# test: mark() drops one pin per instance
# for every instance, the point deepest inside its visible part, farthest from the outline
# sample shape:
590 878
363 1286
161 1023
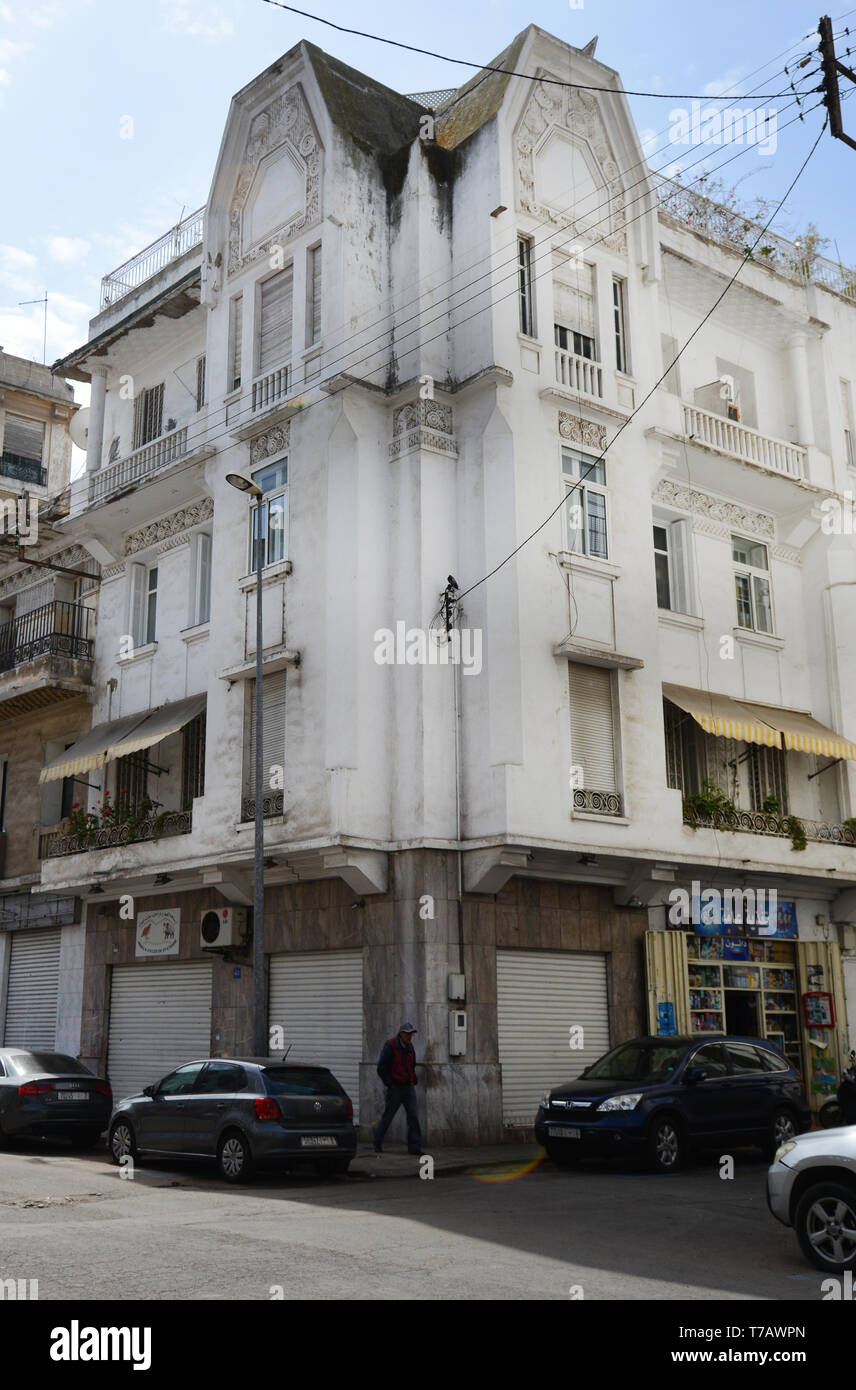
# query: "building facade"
421 332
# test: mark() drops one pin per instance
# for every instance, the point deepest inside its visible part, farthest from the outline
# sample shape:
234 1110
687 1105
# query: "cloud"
196 21
68 250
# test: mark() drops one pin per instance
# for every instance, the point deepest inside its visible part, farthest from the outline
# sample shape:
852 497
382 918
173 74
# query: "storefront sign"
157 931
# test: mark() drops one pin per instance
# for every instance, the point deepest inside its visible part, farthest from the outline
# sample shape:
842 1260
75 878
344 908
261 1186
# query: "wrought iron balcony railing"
53 630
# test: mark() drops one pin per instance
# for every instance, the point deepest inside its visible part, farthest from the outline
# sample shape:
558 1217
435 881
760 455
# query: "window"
200 599
671 567
235 342
22 442
620 323
147 416
585 481
273 745
767 776
570 341
752 585
193 761
313 295
268 514
143 605
275 320
131 781
671 364
524 282
592 738
200 381
846 410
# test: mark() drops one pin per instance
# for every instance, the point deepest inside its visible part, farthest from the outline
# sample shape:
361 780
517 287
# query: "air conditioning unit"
223 927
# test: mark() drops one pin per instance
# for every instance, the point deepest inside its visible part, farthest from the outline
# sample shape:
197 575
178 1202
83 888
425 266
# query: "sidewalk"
396 1162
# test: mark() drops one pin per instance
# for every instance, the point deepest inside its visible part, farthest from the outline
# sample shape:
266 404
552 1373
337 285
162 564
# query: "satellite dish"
78 427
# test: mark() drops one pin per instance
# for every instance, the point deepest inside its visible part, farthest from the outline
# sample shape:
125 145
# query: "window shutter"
136 616
24 437
592 737
275 321
203 577
273 734
235 341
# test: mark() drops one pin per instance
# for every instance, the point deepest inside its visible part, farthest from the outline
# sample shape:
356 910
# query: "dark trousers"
400 1096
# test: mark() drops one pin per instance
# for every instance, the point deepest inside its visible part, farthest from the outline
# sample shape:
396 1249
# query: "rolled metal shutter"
34 983
541 995
317 1001
160 1016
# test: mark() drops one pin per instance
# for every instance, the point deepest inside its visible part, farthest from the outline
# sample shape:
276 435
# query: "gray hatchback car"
243 1114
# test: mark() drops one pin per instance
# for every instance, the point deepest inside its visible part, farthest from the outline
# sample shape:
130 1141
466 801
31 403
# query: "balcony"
578 374
766 823
134 273
138 466
57 843
25 470
746 445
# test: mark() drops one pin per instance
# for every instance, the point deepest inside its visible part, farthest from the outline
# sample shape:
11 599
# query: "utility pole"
831 67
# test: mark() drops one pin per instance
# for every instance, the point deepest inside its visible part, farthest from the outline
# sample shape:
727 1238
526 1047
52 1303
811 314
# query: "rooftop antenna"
21 302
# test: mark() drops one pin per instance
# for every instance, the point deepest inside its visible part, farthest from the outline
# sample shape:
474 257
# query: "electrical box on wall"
457 988
457 1032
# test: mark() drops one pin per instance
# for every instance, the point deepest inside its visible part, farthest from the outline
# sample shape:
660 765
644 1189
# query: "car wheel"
235 1158
121 1141
559 1155
85 1139
664 1146
783 1127
826 1226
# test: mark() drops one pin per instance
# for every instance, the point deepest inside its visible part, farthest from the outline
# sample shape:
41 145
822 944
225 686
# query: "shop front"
752 979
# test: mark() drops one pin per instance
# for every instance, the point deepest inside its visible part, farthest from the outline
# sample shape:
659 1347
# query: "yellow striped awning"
91 751
724 716
156 726
805 734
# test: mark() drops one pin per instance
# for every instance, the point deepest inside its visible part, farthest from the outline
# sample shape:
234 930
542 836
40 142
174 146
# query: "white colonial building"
424 325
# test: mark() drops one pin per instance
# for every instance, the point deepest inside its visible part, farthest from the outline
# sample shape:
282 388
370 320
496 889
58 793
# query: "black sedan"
53 1096
656 1097
243 1114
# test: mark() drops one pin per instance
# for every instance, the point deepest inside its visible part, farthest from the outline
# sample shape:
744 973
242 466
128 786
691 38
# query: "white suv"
812 1186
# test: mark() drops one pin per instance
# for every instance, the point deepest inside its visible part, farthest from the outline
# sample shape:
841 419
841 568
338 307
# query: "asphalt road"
179 1233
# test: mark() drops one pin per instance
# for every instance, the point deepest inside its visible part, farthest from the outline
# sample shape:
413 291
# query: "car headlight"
621 1102
783 1150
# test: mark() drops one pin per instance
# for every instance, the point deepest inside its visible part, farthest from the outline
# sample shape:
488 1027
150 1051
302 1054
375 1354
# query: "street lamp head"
236 480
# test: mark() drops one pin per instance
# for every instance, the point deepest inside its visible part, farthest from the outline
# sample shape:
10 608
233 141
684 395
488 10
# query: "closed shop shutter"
541 995
592 737
317 1001
160 1016
34 982
275 321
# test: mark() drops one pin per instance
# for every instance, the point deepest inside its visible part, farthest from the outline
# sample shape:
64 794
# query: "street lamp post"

→ Work instruction
Could each line of the data be written out exactly, with no pictures included?

→ The answer
# test: mark() drops one pin per instance
# for every instance, the point deepest inside its visible part, farthest from the outline
# sample shape:
590 878
363 1286
161 1023
# query: "building facade"
421 332
# test: mark() drops one pin per instance
# for every instance, the point deepest inside its visible part, farthest from the outline
# sample shape:
234 1110
687 1105
# query: "cloud"
196 21
68 250
# test: mark() drops one pin per instance
# for every instance, the point deepest inside its visible part, farthest from the outline
# sample shape:
852 497
382 918
173 74
# query: "storefront sign"
157 931
# test: mark() drops one pin per instance
# for every instance, the point deepest inside its visible part, farthest from the outline
# sample shape:
842 1260
75 878
344 908
261 1186
# query: "wrought iron balcony railing"
53 630
# test: mark() drops one pin per instance
# for every instance, the point deepest inside its visible part, farthest from the outline
# sample shape:
558 1217
435 881
760 455
# query: "window"
200 599
671 567
235 342
22 442
620 323
147 416
585 481
273 745
767 776
570 341
752 585
193 761
313 295
268 514
143 605
275 320
131 781
671 364
524 282
592 738
200 381
846 410
# test: mark() drops one pin per instance
# for every instance, the point deepest inside its visible part, farthest from the outline
# sample shape:
361 780
517 287
# query: "air conditioning unit"
223 927
# test: mark() drops one pin per instance
# for every instance, the point deepest inside its visible part, farthest from the outline
# sample shape:
197 575
178 1202
83 888
425 266
# query: "sidewalk"
396 1162
# test: mark() drops one pin per instance
# for every instance, the point deepest inside its visible part, farthest from the outline
# sample shape:
266 404
552 1373
337 285
162 564
# query: "satellite dish"
78 427
# test: mark() drops one pin per instance
# for every instance, the point deepest inside its visible part, farthest from the outline
# sample shape:
125 145
# query: "window shutter"
136 616
24 437
592 737
275 321
203 577
273 734
235 341
# test: mark() drops one pin per instance
# for every instance, the point deepest inside its visible part, farthest from the outline
# sample shape:
356 910
# query: "dark trousers"
400 1096
# test: mark() drops one pin per instance
# for every instance, the point deepest inside its visible part, farthest from the outline
# sample shape:
396 1249
# query: "rolled metal shutter"
34 983
541 995
317 1001
160 1016
# test: mark() drops one pin per instance
# for every instance, the point deepest inside its visible part, farthest from the outline
# sample shape:
276 435
# query: "gray hatchback car"
243 1114
# test: mark() drops one pin per instance
# for every instance, the point deepest inside its visible part, farthest from the outline
# sample shape:
130 1141
466 801
31 403
# query: "balcony"
578 374
766 823
134 273
138 466
57 843
25 470
746 445
# test: mark() drops one pin per instance
# for every instance, the point deepest inside its visible part, farthest from the outline
# sample shape:
11 599
# query: "utility pole"
831 67
# test: mark() drops one pin per instance
# for every instance, the point deepest inside its visible part, farthest from the outline
# sample shape:
727 1238
526 1047
52 1303
811 314
# query: "rooftop antenna"
21 302
# test: mark() drops one pin per instance
# for every instance, the point deepest inside its visible part, farthest from the outline
# sample shape:
474 257
# query: "electrical box on wall"
457 988
457 1032
# test: mark() drops one pin per instance
# for every instance, the point deepest inside its visible part, farthest from the outline
# sample shape:
660 765
644 1189
# query: "car wheel"
235 1158
121 1141
559 1155
85 1139
664 1146
783 1127
826 1226
# test: mark() drops one pin per instance
# for every instance, the point deepest inside its visible part, farthest from the outline
# sample shape:
41 145
822 944
225 686
# query: "shop front"
752 979
# test: mark() drops one pin per instance
# for every instance, the point deepest inside its visible part, farthest from the outline
# sample shape:
659 1347
# query: "yellow striped awning"
91 751
724 716
156 726
805 734
# test: mark() drops one pin per instance
# for every instance, the point deepest inside its visible part, farthest from the outline
# sample shape:
234 930
542 836
40 142
174 146
# query: "white colonial building"
424 325
# test: mark() drops one pin per instance
# for every instance, the point deepest inside its visible part, farthest from the outline
# sample shape:
282 388
370 320
496 889
58 793
# query: "black sedan"
53 1096
656 1097
243 1114
# test: mark() drops one pin per instance
# for every instance, the point deepest inside its visible part, farthest from the outline
# sample shape:
744 973
242 466
128 786
691 38
# query: "white suv"
812 1186
# test: mark() drops one pin per instance
# for every instance, the point deepest inside its visible part, farthest from the outline
# sample shape:
841 419
841 568
338 307
# query: "asphalt road"
179 1233
# test: mark() drops one pin per instance
# for every instance, the point deepest inside its visible part, farthest from the outline
# sample shape:
413 291
# query: "car headlight"
621 1102
783 1150
# test: mark() drops one pin per instance
# for every instance, the point deepest inside its visible part, farthest from the outline
# sample shape:
488 1027
150 1051
302 1054
375 1354
# query: "street lamp head"
236 480
# test: mark() drops one pin per instance
# for every instance, the point deepest inside its visible part, farthest from the outline
# sample shape:
10 608
233 141
684 395
488 10
# query: "closed shop shutter"
541 995
592 737
317 1001
160 1016
34 982
275 321
# test: mark() drops one pin per instance
# for every instance, the point deepest inside its visible part, farthest from the outline
# sample shape:
64 794
# query: "street lamp post"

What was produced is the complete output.